* [AVAILABLE DATA]:

####################

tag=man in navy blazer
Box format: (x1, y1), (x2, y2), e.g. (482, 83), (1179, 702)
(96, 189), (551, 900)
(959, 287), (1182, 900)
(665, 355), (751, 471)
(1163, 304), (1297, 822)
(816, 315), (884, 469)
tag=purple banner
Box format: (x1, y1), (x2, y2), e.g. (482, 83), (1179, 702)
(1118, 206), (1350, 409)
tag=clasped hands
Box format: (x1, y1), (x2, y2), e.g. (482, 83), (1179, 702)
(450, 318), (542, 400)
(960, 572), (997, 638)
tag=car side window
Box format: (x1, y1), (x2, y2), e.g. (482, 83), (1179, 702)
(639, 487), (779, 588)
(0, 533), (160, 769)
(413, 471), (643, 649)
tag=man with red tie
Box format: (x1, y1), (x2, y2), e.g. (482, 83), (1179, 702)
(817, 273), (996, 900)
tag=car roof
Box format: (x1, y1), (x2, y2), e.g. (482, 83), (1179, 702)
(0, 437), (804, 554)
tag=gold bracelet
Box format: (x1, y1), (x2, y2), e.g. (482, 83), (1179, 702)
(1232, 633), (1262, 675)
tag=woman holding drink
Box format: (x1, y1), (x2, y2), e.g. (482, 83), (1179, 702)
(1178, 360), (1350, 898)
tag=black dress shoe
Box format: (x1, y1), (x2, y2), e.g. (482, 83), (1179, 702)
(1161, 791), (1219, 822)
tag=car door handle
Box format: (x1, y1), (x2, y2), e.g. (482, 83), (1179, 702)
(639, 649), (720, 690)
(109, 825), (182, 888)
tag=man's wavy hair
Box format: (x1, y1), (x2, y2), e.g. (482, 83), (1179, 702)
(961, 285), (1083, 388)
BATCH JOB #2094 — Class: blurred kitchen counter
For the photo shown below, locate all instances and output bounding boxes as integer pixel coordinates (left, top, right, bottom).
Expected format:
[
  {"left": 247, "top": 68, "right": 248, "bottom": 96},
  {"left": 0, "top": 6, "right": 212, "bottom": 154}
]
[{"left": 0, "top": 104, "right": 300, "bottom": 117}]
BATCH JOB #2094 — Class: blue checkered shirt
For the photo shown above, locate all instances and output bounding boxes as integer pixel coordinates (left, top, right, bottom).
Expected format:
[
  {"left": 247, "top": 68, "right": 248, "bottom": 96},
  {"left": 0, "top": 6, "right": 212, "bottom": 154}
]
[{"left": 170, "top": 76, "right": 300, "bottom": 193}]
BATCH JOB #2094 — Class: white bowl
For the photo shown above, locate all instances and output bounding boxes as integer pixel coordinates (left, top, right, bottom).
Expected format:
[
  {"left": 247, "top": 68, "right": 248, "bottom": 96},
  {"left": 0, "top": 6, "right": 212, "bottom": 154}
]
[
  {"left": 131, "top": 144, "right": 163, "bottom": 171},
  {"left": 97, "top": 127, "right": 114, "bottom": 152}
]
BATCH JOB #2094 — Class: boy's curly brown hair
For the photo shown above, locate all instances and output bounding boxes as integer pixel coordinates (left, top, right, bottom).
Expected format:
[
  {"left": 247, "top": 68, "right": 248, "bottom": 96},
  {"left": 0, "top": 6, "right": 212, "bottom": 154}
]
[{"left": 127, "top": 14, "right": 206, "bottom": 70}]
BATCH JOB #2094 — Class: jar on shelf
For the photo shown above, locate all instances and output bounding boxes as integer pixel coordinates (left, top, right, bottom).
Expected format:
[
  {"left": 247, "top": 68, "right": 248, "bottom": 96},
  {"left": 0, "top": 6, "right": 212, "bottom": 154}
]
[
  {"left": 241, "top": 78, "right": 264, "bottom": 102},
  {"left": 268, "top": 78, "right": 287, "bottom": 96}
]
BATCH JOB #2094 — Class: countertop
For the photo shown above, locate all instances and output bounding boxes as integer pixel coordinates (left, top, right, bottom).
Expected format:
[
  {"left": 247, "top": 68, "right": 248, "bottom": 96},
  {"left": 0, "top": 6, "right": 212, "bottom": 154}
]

####################

* [EXERCISE DESCRIPTION]:
Print the records above again, every one, exactly as written.

* [ANSWER BOX]:
tag=man in navy blazer
Box format: (x1, y1), (x2, y2), e.g. (482, 83), (1179, 702)
(96, 189), (551, 900)
(959, 287), (1182, 900)
(665, 355), (751, 471)
(1163, 304), (1297, 822)
(816, 315), (884, 469)
tag=purple banner
Box format: (x1, y1), (x2, y2), e.g. (482, 83), (1179, 702)
(1118, 206), (1350, 409)
tag=clasped hands
Box format: (x1, y1), (x2, y2), e.g. (482, 83), (1179, 702)
(450, 318), (542, 400)
(960, 572), (997, 638)
tag=car side window
Box format: (x1, y1), (x2, y2), e.g. (482, 83), (1179, 702)
(639, 487), (779, 588)
(0, 533), (160, 769)
(413, 471), (643, 649)
tag=man with red tie
Box format: (x1, y1), (x2, y2), e.g. (482, 83), (1179, 702)
(817, 273), (996, 900)
tag=car roof
Box format: (x1, y1), (x2, y2), e.g. (482, 83), (1179, 702)
(0, 437), (804, 554)
tag=gold bracelet
Box format: (x1, y1), (x2, y2), e.g. (482, 83), (1179, 702)
(1232, 633), (1262, 675)
tag=woman holding drink
Box format: (x1, y1), (x2, y2), e.g. (482, 83), (1179, 702)
(1178, 360), (1350, 898)
tag=black dress shoe
Box format: (x1, y1), (x2, y2), e.g. (482, 83), (1179, 702)
(1161, 791), (1219, 822)
tag=car door handle
Box format: (x1, y1), (x2, y2), e.g. (482, 83), (1179, 702)
(639, 649), (720, 690)
(109, 825), (182, 888)
tag=man's wavy hair
Box format: (x1, y1), (x2, y2), e.g. (482, 83), (1179, 702)
(961, 285), (1083, 388)
BATCH JOB #2094 — Class: blurred kitchen counter
For the photo shown below, locate all instances and output bounding boxes as integer pixel coordinates (left, top, right, bottom).
Expected format:
[
  {"left": 247, "top": 68, "right": 248, "bottom": 96},
  {"left": 0, "top": 6, "right": 212, "bottom": 154}
]
[{"left": 0, "top": 104, "right": 300, "bottom": 117}]
BATCH JOB #2094 — Class: blue checkered shirt
For the photo shown above, locate all instances and output bounding boxes as integer pixel coordinates (left, top, right, bottom).
Expected format:
[
  {"left": 247, "top": 68, "right": 248, "bottom": 96},
  {"left": 0, "top": 6, "right": 212, "bottom": 154}
]
[{"left": 170, "top": 76, "right": 300, "bottom": 193}]
BATCH JOB #2094 — Class: white bowl
For the photo shown above, locate all instances and output bounding boxes as integer pixel coordinates (left, top, right, bottom).
Expected format:
[
  {"left": 247, "top": 68, "right": 248, "bottom": 96},
  {"left": 0, "top": 6, "right": 212, "bottom": 154}
]
[
  {"left": 131, "top": 144, "right": 163, "bottom": 171},
  {"left": 97, "top": 127, "right": 114, "bottom": 152}
]
BATCH JOB #2094 — Class: boy's curly brown hair
For the photo shown above, locate all instances and output bounding boxes as integer pixel coordinates (left, top, right, bottom).
Expected format:
[
  {"left": 247, "top": 68, "right": 248, "bottom": 96},
  {"left": 0, "top": 6, "right": 212, "bottom": 154}
]
[{"left": 127, "top": 14, "right": 206, "bottom": 70}]
BATCH JOB #2094 — Class: jar on shelf
For the photo shown above, locate all instances and output bounding boxes as integer pixel coordinates (left, top, right, bottom).
Expected format:
[
  {"left": 247, "top": 68, "right": 248, "bottom": 96},
  {"left": 0, "top": 6, "right": 212, "bottom": 154}
]
[
  {"left": 241, "top": 78, "right": 264, "bottom": 102},
  {"left": 268, "top": 78, "right": 287, "bottom": 96}
]
BATCH JOB #2094 — Class: countertop
For the photo shown above, locate all instances and output bounding boxes as integer pixel coordinates (left, top, right, bottom).
Expected format:
[
  {"left": 247, "top": 68, "right": 248, "bottom": 96},
  {"left": 0, "top": 6, "right": 212, "bottom": 154}
]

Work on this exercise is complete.